RECORDS SUPPLIED =>

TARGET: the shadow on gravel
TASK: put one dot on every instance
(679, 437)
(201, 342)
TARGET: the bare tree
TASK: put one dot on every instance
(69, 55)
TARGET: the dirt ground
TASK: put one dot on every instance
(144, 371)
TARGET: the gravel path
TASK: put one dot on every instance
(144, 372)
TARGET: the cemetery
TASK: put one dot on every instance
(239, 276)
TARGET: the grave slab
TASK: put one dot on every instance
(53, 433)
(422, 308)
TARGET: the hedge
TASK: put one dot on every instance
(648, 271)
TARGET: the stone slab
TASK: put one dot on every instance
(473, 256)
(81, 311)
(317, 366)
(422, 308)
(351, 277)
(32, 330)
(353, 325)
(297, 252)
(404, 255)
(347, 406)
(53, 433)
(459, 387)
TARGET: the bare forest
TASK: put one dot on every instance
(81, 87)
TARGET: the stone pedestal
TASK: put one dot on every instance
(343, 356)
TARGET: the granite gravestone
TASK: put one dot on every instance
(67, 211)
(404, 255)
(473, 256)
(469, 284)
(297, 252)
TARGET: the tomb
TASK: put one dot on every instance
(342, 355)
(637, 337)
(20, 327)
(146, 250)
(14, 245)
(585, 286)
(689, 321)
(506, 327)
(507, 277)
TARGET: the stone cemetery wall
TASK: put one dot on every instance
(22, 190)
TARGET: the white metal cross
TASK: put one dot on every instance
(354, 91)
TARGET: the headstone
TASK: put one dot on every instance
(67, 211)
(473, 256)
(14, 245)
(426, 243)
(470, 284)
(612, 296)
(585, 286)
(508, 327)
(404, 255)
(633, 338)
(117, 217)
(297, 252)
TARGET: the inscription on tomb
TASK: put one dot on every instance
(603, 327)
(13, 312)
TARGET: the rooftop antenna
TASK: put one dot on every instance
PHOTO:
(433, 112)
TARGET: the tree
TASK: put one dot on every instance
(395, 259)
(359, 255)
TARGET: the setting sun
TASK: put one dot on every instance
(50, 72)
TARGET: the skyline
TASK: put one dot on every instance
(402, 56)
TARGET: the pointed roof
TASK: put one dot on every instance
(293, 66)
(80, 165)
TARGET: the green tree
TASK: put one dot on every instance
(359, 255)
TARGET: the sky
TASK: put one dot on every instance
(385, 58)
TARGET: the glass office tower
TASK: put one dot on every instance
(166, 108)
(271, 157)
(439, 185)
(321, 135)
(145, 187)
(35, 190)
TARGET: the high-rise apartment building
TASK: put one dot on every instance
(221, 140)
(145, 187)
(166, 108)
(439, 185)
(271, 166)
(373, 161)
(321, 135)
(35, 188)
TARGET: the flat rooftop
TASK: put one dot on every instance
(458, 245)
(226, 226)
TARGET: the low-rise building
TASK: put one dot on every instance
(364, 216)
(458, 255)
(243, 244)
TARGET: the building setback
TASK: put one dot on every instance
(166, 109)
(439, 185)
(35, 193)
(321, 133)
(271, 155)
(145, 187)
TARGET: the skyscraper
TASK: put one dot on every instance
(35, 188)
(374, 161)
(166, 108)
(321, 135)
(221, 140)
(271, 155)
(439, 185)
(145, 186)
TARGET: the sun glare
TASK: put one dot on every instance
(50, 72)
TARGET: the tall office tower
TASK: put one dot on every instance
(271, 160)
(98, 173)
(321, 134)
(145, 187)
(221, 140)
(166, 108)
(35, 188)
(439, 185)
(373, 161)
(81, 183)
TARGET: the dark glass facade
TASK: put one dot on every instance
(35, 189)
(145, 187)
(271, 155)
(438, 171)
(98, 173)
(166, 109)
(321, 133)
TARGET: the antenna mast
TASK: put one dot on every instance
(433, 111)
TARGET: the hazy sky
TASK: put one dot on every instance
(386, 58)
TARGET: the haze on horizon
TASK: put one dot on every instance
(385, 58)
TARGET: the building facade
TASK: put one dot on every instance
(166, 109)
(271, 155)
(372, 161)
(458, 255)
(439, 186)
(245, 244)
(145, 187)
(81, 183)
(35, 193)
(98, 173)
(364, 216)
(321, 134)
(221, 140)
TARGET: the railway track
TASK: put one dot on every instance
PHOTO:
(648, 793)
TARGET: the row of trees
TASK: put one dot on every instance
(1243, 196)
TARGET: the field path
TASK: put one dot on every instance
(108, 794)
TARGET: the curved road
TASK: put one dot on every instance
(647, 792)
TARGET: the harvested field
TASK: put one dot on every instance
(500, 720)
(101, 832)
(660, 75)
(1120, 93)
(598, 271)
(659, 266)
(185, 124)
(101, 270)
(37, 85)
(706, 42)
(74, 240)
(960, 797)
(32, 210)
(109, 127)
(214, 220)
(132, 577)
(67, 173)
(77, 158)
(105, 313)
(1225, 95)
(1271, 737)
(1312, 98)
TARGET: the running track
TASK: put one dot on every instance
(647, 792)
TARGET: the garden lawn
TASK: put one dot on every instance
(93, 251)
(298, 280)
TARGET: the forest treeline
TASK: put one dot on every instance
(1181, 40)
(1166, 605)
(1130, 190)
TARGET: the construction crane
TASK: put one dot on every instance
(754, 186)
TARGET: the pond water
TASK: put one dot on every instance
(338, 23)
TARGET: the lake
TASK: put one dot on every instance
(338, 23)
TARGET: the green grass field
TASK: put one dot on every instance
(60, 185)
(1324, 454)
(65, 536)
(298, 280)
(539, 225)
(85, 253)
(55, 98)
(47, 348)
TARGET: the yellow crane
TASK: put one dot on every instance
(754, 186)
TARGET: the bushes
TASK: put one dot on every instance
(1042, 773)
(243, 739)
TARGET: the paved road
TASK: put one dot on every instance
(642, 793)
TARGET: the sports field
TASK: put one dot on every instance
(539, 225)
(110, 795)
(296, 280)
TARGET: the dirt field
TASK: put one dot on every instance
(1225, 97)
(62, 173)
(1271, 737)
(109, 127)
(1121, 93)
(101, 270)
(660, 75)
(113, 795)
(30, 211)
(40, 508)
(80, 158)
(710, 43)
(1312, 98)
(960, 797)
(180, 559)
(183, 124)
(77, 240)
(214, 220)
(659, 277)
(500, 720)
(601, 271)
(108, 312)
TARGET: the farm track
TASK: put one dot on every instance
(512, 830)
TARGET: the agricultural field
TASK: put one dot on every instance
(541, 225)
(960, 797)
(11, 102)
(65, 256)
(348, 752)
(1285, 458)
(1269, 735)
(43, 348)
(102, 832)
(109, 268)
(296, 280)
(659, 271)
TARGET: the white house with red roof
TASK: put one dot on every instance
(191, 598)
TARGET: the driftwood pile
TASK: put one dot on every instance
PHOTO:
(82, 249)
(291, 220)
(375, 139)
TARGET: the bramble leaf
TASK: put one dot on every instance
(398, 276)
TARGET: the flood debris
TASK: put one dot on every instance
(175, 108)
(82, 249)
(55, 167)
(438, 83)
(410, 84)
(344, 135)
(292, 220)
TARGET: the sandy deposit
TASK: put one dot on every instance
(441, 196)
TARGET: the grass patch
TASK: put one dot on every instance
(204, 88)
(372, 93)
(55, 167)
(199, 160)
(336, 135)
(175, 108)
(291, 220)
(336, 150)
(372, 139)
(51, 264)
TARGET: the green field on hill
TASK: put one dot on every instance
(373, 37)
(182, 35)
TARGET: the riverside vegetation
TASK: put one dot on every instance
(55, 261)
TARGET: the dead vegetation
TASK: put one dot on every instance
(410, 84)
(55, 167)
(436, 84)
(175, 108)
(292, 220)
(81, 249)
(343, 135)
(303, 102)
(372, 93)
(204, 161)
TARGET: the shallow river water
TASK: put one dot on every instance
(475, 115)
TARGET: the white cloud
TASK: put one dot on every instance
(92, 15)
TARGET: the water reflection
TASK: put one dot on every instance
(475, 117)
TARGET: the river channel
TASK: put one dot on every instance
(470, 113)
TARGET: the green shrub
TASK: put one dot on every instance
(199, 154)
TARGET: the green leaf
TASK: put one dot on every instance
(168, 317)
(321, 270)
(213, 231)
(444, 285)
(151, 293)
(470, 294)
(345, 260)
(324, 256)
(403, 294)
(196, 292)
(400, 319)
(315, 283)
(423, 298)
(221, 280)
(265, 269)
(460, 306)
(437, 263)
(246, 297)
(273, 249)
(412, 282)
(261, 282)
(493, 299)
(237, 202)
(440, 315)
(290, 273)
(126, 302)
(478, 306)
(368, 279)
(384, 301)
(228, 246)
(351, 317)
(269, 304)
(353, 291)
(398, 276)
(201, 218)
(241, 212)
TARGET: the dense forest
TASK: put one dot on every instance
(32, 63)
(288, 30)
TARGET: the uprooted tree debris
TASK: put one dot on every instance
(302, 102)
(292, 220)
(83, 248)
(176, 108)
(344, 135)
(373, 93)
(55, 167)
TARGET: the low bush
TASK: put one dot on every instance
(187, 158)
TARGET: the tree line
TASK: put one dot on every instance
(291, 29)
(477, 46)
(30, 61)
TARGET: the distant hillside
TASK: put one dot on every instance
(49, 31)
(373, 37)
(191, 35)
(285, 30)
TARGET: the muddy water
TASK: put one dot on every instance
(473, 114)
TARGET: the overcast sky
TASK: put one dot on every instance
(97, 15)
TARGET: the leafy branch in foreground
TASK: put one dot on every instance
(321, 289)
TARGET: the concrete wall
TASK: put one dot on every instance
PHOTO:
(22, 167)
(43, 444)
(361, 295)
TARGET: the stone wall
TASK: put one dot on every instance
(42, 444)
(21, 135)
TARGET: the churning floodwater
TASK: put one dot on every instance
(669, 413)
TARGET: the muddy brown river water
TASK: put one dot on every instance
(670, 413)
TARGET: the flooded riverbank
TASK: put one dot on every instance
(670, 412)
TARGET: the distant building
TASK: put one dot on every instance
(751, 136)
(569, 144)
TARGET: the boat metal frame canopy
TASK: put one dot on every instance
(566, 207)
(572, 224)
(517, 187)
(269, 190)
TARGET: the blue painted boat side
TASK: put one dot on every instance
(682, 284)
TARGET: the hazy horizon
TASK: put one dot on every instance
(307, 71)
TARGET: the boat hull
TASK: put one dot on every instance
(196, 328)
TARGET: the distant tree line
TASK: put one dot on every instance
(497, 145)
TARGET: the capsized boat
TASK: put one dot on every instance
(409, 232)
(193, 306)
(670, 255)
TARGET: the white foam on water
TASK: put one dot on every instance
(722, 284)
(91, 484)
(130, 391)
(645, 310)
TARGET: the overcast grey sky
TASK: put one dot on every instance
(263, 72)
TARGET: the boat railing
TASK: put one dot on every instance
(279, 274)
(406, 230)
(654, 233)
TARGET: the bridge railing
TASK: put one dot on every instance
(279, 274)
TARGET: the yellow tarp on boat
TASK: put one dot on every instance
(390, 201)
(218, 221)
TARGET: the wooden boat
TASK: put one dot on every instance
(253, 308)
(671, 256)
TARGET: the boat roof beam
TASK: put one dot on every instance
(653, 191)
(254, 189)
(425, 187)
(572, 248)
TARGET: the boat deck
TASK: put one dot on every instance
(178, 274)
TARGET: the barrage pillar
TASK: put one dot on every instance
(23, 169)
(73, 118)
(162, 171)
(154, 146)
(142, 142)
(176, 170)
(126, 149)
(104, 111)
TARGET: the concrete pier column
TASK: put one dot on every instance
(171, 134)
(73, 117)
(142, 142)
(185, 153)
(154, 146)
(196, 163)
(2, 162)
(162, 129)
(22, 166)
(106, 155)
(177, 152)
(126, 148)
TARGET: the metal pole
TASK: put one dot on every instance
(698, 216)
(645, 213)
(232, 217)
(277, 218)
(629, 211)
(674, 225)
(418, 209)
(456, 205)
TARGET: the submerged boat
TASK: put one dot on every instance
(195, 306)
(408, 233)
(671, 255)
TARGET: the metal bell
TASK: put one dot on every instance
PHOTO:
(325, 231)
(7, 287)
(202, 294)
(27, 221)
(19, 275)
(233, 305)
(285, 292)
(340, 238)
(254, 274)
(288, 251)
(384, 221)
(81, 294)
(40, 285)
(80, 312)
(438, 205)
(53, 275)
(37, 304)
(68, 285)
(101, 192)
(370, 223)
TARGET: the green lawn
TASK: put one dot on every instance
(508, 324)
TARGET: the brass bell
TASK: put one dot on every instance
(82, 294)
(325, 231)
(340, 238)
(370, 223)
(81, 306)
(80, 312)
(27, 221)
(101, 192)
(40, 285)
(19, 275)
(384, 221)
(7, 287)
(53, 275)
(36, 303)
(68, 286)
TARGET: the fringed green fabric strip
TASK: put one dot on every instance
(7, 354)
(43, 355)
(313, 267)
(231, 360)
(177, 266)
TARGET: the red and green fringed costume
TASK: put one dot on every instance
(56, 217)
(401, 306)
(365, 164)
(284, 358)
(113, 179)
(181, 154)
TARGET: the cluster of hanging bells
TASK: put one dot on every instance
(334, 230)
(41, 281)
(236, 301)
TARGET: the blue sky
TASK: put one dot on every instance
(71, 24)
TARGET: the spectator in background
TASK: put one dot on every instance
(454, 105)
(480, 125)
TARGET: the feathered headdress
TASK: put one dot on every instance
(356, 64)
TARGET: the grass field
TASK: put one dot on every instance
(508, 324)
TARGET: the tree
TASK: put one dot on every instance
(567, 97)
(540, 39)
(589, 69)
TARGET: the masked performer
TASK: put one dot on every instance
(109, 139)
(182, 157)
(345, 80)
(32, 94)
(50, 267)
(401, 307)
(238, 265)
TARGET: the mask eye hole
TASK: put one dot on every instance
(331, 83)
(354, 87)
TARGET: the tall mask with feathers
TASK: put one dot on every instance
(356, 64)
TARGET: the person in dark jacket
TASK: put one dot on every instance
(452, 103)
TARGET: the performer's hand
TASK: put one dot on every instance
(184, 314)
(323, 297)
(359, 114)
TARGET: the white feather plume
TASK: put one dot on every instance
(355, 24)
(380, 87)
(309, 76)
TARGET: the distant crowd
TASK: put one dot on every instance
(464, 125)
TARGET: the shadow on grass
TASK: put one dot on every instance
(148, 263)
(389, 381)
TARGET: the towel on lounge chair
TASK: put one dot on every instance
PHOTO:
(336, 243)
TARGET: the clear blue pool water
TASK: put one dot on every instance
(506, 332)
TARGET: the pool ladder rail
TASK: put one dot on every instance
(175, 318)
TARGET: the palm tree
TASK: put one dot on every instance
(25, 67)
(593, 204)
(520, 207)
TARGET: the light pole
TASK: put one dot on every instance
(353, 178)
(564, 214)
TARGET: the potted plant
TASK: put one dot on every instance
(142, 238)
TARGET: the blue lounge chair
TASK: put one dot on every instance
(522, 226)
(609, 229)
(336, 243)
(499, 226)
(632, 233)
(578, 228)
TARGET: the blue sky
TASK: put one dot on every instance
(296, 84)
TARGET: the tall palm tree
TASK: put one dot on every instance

EXERCISE AIM => Could you copy out, verbatim, the lines above from the one containing "TARGET: the person in dark jacket" through the final line, with both ends included?

FINISHED ANSWER =>
TARGET: the person in dark jacket
TASK: put one dot on every instance
(452, 103)
TARGET: the performer's hand
TASK: put one dot on every instance
(184, 314)
(323, 297)
(359, 114)
TARGET: the white feather plume
TASK: put one dot on every instance
(355, 24)
(380, 87)
(309, 76)
TARGET: the distant crowd
TASK: put one dot on every instance
(464, 125)
TARGET: the shadow on grass
TASK: put one dot on every instance
(148, 263)
(389, 381)
TARGET: the towel on lounge chair
TASK: put one dot on every instance
PHOTO:
(336, 243)
TARGET: the clear blue pool water
TASK: put one dot on every instance
(506, 332)
TARGET: the pool ladder rail
TASK: put one dot on every instance
(175, 318)
TARGET: the palm tree
TASK: put one dot on every instance
(25, 67)
(593, 204)
(520, 207)
TARGET: the light pole
TASK: put one dot on every instance
(353, 178)
(564, 214)
TARGET: the potted plant
TASK: put one dot on every instance
(142, 238)
TARGET: the blue lounge chair
TASK: put one dot on every instance
(522, 226)
(609, 229)
(336, 243)
(499, 226)
(632, 233)
(578, 228)
TARGET: the blue sky
TASK: put one dot on every instance
(296, 84)
TARGET: the tall palm tree
TASK: put one dot on every instance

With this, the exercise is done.